====== Records shown

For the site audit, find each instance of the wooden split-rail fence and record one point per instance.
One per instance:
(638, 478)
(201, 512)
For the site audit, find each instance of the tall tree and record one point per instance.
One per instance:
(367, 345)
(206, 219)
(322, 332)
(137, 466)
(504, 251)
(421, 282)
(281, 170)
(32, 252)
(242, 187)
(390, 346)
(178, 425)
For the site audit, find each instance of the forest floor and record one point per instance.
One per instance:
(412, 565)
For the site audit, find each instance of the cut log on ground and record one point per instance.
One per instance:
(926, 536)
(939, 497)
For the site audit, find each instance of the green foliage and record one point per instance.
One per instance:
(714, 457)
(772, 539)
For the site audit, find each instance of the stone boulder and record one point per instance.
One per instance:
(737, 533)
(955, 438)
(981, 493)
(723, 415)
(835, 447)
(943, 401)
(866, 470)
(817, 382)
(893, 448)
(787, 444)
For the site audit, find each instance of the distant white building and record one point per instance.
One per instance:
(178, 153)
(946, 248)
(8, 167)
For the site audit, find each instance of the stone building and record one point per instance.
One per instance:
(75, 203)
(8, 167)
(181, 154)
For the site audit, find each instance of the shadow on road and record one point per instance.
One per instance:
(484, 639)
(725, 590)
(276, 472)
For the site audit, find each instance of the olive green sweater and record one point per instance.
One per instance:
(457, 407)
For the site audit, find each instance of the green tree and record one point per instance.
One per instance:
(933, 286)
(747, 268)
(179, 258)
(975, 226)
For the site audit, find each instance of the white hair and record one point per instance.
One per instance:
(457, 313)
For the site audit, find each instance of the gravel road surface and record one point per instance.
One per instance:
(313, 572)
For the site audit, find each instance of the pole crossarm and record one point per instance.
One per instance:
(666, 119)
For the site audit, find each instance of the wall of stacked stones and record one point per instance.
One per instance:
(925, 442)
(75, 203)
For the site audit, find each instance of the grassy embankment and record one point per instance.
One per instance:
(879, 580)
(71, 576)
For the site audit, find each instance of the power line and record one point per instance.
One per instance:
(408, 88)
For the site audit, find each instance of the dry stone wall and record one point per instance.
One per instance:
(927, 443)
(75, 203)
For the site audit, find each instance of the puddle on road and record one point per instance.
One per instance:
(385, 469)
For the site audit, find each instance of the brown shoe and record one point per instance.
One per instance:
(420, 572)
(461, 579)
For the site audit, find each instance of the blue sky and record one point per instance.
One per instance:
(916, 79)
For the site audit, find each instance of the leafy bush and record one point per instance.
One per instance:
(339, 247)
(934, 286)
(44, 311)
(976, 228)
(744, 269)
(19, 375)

============

- _Exercise directions_
Your answer must contain every line of the records, exactly.

- _The answer_
For the site audit, find each instance of the wooden split-rail fence and record one point per instance.
One per instance:
(638, 478)
(201, 512)
For the site audit, find each instance of the tall tree and record one point per instance.
One per instance:
(367, 345)
(206, 219)
(322, 332)
(137, 466)
(504, 251)
(421, 282)
(281, 170)
(32, 252)
(242, 187)
(390, 346)
(178, 425)
For the site audit, find each instance of the forest floor and record one point per instance.
One per instance:
(412, 565)
For the site audit, find each instance of the cut log on ground and record one point per instance.
One per instance:
(926, 536)
(939, 497)
For the site audit, find each instance of the green foliage and record one point per instance.
One per instance:
(714, 457)
(772, 539)
For the site audit, find each instance of the stone boulder and record one point per instance.
One per instance:
(737, 533)
(955, 438)
(981, 493)
(723, 415)
(835, 447)
(943, 401)
(866, 470)
(817, 382)
(893, 448)
(787, 444)
For the site audit, find each instance of the distant white building and record one point per instance.
One per instance:
(178, 153)
(946, 248)
(8, 167)
For the site audit, find each instance of the stone building and record one point per instance.
One per instance:
(75, 203)
(8, 167)
(181, 154)
For the site audit, find each instance of the shadow on road and record one point per instance.
One per instance:
(484, 639)
(725, 590)
(276, 472)
For the site audit, find each instance of the olive green sweater and record one point per instance.
One per instance:
(457, 407)
For the site audit, find each instance of the green tree and record one point per instance.
One per instance:
(933, 286)
(747, 268)
(179, 258)
(975, 226)
For the site audit, find each instance of the white hair and record one point per instance.
One per instance:
(457, 313)
For the site audit, find each instance of the gravel road surface and record one point per instance.
One per instance:
(313, 572)
For the site audit, find each instance of the pole crossarm and record one point per instance.
One per instance:
(666, 119)
For the site audit, find each instance of the wall of stacked stones and record one point per instance.
One per instance:
(925, 442)
(75, 203)
For the site audit, find each instance of the grassy embankment and record one point per instance.
One per instance:
(879, 580)
(71, 576)
For the site audit, find each instance of the power line and record one point per instance.
One per instance:
(408, 88)
For the site audit, find each instance of the dry stone wall and record one point per instance.
One per instance:
(927, 443)
(75, 203)
For the site audit, find each instance of the puddle on road and record one point per instance.
One per instance:
(385, 469)
For the site audit, find each instance of the brown shoe and record one point per instance.
One per instance:
(420, 572)
(461, 579)
For the site audit, find each instance of the blue sky and record one point per instance.
One per instance:
(916, 79)
For the site audit, find each instance of the leafy bush and record one point per instance.
One per instance:
(339, 247)
(934, 286)
(44, 311)
(976, 228)
(744, 269)
(19, 375)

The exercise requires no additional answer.